## INPUT FOR THIS TASK

(begin)

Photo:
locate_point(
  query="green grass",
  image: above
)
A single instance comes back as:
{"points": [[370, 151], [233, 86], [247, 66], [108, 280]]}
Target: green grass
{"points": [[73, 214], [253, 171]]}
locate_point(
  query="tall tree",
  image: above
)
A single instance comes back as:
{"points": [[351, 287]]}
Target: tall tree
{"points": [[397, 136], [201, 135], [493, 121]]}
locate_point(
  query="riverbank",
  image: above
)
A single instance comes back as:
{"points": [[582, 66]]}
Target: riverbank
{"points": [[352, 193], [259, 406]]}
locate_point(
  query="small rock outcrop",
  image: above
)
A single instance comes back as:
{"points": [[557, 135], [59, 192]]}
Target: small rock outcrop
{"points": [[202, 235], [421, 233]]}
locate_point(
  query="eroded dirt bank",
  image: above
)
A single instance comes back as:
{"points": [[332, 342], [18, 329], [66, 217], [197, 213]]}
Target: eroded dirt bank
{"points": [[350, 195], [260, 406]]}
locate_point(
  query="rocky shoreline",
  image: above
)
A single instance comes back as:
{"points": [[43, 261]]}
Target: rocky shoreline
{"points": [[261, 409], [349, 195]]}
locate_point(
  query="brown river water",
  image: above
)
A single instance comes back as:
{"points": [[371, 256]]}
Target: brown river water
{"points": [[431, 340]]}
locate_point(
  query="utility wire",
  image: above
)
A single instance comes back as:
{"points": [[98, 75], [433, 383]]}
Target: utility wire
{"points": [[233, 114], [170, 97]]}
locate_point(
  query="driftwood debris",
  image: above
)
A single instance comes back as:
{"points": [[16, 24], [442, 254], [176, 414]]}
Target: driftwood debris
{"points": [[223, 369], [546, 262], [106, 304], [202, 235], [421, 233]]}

(end)

## WHAT THE TASK ASKS
Copy out every line of the items above that contains the word "dirt". Case counts, so a line only qualifies if the letters match in upper and lower case.

## CORRECT ANSWER
  query="eroded dirt bank",
Target: eroded dirt bank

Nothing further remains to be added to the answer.